Work instructions: Return all the data, word for word.
═════ Supplied data
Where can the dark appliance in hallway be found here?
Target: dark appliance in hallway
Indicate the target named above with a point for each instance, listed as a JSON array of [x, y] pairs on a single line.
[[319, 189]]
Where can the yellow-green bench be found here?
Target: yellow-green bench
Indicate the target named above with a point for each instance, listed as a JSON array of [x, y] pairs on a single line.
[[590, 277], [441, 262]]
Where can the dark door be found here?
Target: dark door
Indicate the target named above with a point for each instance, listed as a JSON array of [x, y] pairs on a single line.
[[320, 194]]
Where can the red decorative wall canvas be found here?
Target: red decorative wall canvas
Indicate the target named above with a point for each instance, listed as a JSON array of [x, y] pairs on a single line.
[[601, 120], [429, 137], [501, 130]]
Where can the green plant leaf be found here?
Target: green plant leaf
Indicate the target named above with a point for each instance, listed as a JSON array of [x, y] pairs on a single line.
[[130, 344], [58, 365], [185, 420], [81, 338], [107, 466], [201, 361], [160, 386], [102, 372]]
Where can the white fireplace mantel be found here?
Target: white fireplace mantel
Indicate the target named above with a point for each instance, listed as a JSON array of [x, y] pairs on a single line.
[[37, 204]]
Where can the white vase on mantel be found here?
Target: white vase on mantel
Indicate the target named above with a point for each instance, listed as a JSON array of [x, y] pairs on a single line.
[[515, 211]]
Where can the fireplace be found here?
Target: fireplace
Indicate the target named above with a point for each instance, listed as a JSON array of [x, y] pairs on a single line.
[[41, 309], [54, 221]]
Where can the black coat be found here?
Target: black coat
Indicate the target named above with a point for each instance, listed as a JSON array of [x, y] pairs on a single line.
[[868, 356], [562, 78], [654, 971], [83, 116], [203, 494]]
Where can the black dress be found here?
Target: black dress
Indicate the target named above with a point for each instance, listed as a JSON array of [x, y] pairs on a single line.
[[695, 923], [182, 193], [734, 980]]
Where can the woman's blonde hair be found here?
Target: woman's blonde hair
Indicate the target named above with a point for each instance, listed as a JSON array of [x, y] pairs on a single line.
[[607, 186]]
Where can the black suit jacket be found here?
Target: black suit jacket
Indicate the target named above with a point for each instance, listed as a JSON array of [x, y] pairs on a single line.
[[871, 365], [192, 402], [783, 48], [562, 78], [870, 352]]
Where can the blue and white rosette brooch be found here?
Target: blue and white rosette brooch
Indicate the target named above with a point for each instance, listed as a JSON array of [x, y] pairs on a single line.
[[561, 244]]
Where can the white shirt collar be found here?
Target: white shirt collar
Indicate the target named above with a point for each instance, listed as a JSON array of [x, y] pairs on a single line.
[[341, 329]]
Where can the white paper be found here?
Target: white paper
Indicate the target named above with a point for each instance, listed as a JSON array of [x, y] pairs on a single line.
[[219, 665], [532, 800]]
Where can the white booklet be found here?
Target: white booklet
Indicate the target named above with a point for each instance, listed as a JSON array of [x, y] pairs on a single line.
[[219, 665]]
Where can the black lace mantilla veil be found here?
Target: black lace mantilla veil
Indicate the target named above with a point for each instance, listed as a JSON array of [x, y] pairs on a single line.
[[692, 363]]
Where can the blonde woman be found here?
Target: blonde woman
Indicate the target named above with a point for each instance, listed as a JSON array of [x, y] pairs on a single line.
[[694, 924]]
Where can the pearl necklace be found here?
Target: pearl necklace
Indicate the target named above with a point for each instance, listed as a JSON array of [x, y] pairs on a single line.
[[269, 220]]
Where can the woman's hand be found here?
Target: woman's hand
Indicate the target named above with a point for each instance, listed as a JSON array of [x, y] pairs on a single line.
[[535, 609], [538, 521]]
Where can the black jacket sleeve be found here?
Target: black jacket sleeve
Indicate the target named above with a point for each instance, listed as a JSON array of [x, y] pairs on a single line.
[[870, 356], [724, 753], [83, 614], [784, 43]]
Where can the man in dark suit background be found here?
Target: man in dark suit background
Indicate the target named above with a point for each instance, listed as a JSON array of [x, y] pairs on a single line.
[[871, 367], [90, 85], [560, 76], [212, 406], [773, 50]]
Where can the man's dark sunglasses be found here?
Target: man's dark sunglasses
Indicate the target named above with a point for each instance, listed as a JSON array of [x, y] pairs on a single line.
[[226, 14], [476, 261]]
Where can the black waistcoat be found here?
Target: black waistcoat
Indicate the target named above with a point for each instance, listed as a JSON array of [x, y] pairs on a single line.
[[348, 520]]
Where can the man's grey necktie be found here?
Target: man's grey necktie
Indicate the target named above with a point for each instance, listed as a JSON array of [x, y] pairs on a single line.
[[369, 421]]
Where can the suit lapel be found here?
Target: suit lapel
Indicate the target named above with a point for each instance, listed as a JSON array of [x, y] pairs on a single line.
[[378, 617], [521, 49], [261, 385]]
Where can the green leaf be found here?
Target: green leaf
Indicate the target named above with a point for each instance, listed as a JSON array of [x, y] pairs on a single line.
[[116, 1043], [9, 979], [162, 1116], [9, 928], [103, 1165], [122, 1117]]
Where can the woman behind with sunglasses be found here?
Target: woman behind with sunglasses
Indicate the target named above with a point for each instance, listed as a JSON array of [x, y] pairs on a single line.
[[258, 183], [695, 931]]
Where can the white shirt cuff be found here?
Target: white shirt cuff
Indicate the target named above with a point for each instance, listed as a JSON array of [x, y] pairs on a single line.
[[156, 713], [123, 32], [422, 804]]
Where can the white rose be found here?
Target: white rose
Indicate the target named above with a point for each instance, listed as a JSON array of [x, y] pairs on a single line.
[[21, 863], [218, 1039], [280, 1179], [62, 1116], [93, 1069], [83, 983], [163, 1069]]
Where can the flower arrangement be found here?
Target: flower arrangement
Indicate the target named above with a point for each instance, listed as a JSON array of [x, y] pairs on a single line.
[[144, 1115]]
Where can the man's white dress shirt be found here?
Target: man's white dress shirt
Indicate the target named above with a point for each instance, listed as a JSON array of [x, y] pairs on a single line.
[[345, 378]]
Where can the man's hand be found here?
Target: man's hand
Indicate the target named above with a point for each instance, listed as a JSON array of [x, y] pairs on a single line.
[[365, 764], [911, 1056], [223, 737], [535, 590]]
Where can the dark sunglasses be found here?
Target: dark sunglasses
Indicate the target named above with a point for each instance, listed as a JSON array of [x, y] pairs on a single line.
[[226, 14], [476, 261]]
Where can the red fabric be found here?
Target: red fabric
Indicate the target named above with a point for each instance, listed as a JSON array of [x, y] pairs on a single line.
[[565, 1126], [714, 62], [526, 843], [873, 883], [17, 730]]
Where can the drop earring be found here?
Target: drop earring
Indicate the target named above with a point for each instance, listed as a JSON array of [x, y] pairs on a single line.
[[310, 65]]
══════════
The answer:
Where can the dark appliance in hallway be found here?
Target: dark appliance in hallway
Indicate the target named above with a point for each instance, listed as a JSON array of [x, y] pairs on a single line.
[[319, 189]]
Where can the yellow-green bench be found here?
Target: yellow-green bench
Indicate the target named above with a point for each instance, listed as a JSON array of [x, y] pairs on a single line.
[[590, 277], [441, 262]]
Where can the dark door be found here?
Target: dark door
Indicate the target named above with a point for each instance, listed as a JSON array of [x, y] pairs on a single line.
[[320, 194]]
Where can the red decorative wall canvas be found here?
Target: red decorative wall canvas
Indicate the target named above with a point for each instance, listed as a JSON array of [x, y] pairs on a single line.
[[601, 120], [429, 137], [501, 130]]
Where can the green plant leaf be found here?
Target: green plant leaf
Indicate the target named above with a point for each instance, listed as a JSON array of [x, y] pairs on a single line.
[[130, 344], [58, 365], [185, 420], [81, 338], [107, 466], [201, 361], [160, 386], [102, 372]]
Where can the white fireplace mantel be found here?
Target: white fireplace mantel
Indicate the target named above with a point for each instance, listed as a JSON array of [x, y] pairs on a single line.
[[37, 204]]
Where can the white vase on mantel be found here?
Target: white vase on mantel
Indicate the target named above with a point for each instance, listed as a JSON array of [x, y] pairs on a single line.
[[515, 211]]
Where can the fireplace be found here?
Target: fireplace
Indicate the target named above with a point for each instance, listed as a JSON array of [x, y] pairs on a single line.
[[41, 309], [54, 221]]
Where can the black coat be found here?
Target: black coat
Indicate the target named above with a point for each instance, listed as a JSON array of [x, y] pairs on a single line.
[[868, 356], [562, 78], [654, 971], [83, 116], [203, 494]]
Where can the black dress be found here?
Target: black dress
Indicate the target named above with a point for each instance, listed as a JSON array of [x, y] pairs on a single line.
[[695, 923], [182, 193], [734, 980]]
Where can the woman's blonde hair be found here?
Target: woman's blonde hair
Indicate the target named above with a point for each instance, listed as a JSON array of [x, y] pairs on a single line.
[[607, 186]]
Where can the black suit jacket be found here?
Target: black suit jacket
Indicate the target named above with a point for each instance, listed as a JSON array of [x, y] pairs on a single line.
[[871, 365], [192, 402], [783, 48], [562, 78], [870, 352]]
Where can the blue and white rosette brooch be found here?
Target: blue and white rosette brooch
Indicate the target named above with a point for each instance, listed as a JSON array of [x, y] pairs on a single line.
[[561, 244]]
Where can the white shirt collar be found here?
Target: white shirt collar
Indicate the target named above with a point for each instance, listed as a JSON array of [x, y] pairs on a single line.
[[341, 329]]
Where can the white paper be found here?
Target: white paper
Indicate the target named above with a point for each instance, listed as a JSON array of [x, y] pairs on a single line.
[[219, 665], [532, 800]]
Where can the white booklet be found here?
Target: white booklet
Indicate the target named above with a point for each instance, listed as a JSON array of [x, y] pairs on a single line.
[[219, 665]]
Where can the black lace mantilla veil be found here?
Target: black lace mantilla veil
Indicate the target named above with a point for each instance, listed as a JSON array of [x, y] pairs on a single line.
[[692, 363]]
Where can the blonde woman be found here?
Target: blonde woman
Indicate the target named above with a point for each instance, listed as a JSON array of [x, y] pairs on a single line.
[[694, 924]]
Where can the pearl necklace be found here?
Target: pearl necklace
Indicate the target named above with a point for each instance, listed as a JSON array of [x, y] pairs on a single line.
[[269, 220]]
Where can the woman's hand be found here?
Target: woman's hand
Indicate the target named above with a point for each instance, listed as a JSON array of [x, y] pairs on a single line.
[[535, 609], [538, 521]]
Where can the black jacket sleeve be found here?
Target: black jacket sleeve
Indicate the target named above with a point for each instance, listed as a JSON array of [x, y] pairs on a single line.
[[870, 356], [724, 753], [83, 614], [784, 43]]
Where can the man in dark suit background be found here?
Target: man in dark suit background
Indicate the target named above with a point for each instance, listed as a JSON array of [x, y] pairs on a single line.
[[871, 367], [90, 85], [560, 76], [212, 406], [773, 50]]
Where can the man's dark sunglasses be found here?
Target: man's dark sunglasses
Indicate the target named above with a point for each instance, listed as a JSON array of [x, y] pairs on a single line.
[[226, 14], [476, 261]]
Where can the black waistcoat be found here?
Target: black waistcoat
Indicate the target named above with a point for each instance, listed as a JSON array of [x, y] pairs on a single line.
[[348, 520]]
Where can the man's grey necktie be found here?
Target: man's grey necktie
Indicate the target named above with a point for each instance, listed as a JSON array of [x, y] pairs on a single line.
[[369, 421]]
Where can the suit lapel be found here?
Target: suit lapel
Indicate the target named above with a point for each instance, listed as a JSON array of [x, y] pairs on a single line.
[[378, 617], [521, 49], [261, 385]]
Where can the green leaf be found here?
Target: green leaf
Indicate the target named above with a point for each instance, listed as a JSON array of [x, y] pairs on a single line.
[[116, 1043], [9, 979], [162, 1116], [9, 928], [103, 1165], [122, 1117]]
Where can the woman behind with sunglasses be found here?
Target: woman behind with sunglasses
Indicate the target named above with a point for each instance, listed as a JSON array of [x, y] pairs on a single line.
[[258, 183], [695, 931]]
Where can the white shirt cuff be found here?
Target: white shirt cuff
Indicate the target named above with a point for each instance, listed as a JSON array of [x, y] pairs on a single line.
[[156, 713], [123, 32], [422, 804]]
Where can the white rose be found here?
Target: white rose
Indicate the target named above with a point for each instance, listed as a JSON array of [x, y] pairs on a single line.
[[21, 863], [218, 1039], [280, 1179], [62, 1116], [93, 1069], [83, 983], [163, 1069]]
Where can the flower arrangement be found here?
Target: flower arrangement
Indicate the target named above with a point for each instance, listed as a JSON array of [x, y] pairs on a single line.
[[144, 1115]]
Where can the man's white dress shirt be found here?
Target: man's white dress shirt
Indicate the target named above with a point for each instance, listed as a JSON array of [x, y] pairs on a single line.
[[345, 378]]
Where can the man's hand be found here?
Target: man's hand
Indicate the target named above with a point for each instance, listed as a JSON array of [x, y] pairs on a single line.
[[365, 764], [911, 1056], [223, 737], [535, 590]]
Where can the dark sunglasses be found here?
Target: dark sunglasses
Indicate the target named above with a point for each instance, listed as a JSON array of [x, y] pairs on a single line.
[[226, 14], [476, 261]]
Where can the red fabric be found here?
Target: red fabric
Indicate the target named above with a point for each instance, listed as a JSON array of [x, y] pairs on a single line.
[[565, 1126], [714, 62], [526, 843], [873, 883], [17, 730]]
Where can the drop earring be found here?
Target: drop earring
Indicate the target named above with a point for each instance, listed as a JSON array of [x, y] pairs on a single line.
[[310, 65]]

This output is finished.